Extrait du texte
====
La pierre brute : quand franc-maçonnerie et soufisme se mettent en résonance (25/10/2025)

lumieres de carthageEt si un simple symbole pouvait relier deux univers spirituels différents  ?

Entre souvenirs familiaux et initiation maçonnique, cette planche explore la puissance de la pierre brute, miroir d’un même cheminement : se transformer, se purifier et tendre vers une humanité plus juste et plus lumineuse.

Lors de notre premier entretien entre apprentis avec notre TCS second surveillant, j’ai fait une relation presque  immédiate entre le monde de la franc-maçonnerie et celui des Zaouïas. La Zaouïa (zawiya) est une institution  religieuse islamique, souvent associée au soufisme. Elles servent de centres pour les confréries soufies  (turuq), lieux de retraite et de transmission du savoir. Le Soufisme est une dimension mystique de l'islam, une  voie spirituelle qui vise à purifier le cœur, à se rapprocher de Dieu et à atteindre l'union avec le divin.
====
Données affichées
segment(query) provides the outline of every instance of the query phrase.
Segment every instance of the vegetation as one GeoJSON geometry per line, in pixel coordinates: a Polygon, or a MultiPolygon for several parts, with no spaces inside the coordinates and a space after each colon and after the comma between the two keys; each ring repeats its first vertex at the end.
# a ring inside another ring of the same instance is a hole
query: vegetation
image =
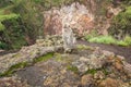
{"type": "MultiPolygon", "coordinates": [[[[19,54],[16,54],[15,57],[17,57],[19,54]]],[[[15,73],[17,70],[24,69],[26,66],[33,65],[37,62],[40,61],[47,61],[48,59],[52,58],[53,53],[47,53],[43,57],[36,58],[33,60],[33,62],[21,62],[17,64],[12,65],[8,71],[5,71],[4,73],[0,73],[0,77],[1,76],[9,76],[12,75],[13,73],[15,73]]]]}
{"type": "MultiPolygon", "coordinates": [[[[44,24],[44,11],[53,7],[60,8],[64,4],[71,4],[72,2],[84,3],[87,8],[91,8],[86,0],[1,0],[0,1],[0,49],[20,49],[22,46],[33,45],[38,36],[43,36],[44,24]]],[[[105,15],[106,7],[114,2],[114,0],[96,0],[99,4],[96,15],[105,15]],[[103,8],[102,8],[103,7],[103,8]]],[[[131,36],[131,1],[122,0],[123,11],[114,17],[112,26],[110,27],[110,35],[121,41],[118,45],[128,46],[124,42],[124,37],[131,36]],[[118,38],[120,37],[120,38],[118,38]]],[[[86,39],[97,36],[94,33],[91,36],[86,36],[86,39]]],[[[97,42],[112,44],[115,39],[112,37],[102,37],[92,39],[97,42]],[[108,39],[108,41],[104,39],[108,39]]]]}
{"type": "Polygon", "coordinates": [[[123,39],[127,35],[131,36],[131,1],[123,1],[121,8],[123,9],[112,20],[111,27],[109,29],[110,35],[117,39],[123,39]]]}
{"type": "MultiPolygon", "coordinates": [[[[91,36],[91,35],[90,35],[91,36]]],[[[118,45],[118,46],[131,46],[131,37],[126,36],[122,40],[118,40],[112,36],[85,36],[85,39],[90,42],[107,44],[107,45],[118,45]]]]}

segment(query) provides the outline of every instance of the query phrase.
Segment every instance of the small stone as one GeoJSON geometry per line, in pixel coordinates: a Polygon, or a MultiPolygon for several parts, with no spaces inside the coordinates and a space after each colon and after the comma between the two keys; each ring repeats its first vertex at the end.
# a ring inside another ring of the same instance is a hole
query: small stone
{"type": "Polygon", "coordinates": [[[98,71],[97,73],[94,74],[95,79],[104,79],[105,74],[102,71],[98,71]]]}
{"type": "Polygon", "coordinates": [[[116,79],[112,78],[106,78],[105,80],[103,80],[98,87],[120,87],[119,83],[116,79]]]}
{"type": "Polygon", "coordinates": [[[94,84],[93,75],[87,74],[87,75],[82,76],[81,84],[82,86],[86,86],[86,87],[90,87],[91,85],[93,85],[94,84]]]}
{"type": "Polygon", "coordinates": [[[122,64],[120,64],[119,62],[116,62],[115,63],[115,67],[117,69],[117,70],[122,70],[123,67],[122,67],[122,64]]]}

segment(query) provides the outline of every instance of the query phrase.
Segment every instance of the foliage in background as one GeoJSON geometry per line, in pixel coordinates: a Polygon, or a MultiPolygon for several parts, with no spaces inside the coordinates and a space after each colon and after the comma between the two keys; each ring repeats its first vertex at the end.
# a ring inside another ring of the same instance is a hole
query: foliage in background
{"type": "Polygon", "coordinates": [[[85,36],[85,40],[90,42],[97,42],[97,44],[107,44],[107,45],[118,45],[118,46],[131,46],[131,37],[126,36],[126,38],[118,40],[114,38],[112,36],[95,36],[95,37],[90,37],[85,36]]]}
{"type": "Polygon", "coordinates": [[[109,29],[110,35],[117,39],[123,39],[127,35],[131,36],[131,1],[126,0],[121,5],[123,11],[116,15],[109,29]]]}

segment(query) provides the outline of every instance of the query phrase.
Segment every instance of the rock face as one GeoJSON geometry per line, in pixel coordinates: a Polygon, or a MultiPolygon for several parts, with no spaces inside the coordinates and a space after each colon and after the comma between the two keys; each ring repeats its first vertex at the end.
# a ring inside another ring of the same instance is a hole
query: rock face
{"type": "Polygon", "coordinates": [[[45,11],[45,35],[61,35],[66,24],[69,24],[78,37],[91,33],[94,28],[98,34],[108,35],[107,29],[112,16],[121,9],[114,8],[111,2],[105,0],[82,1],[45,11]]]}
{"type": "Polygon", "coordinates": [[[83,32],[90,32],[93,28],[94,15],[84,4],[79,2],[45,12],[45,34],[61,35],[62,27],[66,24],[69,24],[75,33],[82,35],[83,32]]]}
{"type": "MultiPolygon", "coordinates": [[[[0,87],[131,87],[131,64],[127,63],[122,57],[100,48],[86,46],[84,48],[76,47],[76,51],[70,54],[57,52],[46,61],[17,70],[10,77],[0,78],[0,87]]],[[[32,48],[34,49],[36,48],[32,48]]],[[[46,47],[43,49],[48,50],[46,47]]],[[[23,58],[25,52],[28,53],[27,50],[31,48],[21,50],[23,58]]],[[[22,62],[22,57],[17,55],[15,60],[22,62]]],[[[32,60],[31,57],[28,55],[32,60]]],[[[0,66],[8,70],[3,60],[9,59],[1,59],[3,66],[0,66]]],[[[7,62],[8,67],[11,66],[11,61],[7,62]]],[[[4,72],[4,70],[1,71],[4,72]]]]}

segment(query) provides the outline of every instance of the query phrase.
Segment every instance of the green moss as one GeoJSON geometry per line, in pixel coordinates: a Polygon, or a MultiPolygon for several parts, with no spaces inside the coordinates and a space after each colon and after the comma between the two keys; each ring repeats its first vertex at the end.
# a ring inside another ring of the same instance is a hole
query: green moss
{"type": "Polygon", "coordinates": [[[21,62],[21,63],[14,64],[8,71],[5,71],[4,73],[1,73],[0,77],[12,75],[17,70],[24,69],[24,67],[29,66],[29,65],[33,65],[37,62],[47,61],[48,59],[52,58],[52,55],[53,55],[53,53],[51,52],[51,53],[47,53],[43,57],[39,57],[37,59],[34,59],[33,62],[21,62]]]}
====
Consigne donnée
Poursuivez le texte sur la pierre brute en franc-maçonnerie et dans le soufisme, à la suite de sa dernière phrase. Ces items viennent d'une autre source que le texte.

Résultat obtenu
J'ai été touchée de découvrir que les symboles jouent un rôle central dans l’enseignement et la transmission  des valeurs dans les deux traditions. Parmi ces symboles, la pierre brute occupe une place primordiale, tant  dans les premiers degrés maçonniques que dans la Zaouïa Cheikh al Missoum, située à Médéa, dont ma  grand-mère faisait partie et dont mon grand-père en était d'ailleurs le muezzin. C’est la raison pour laquelle j'ai  trouvé essentiel d'établir des parallèles entre le symbolisme de la pierre brute en franc-maçonnerie et les  concepts fondamentaux de la Zaouïa que ma grand-mère m’a enseignés. Bien que les deux traditions aient  des origines et des pratiques distinctes, elles partagent des thèmes communs liés à la transformation  intérieure et à la quête d'une plus grande harmonie de l'être.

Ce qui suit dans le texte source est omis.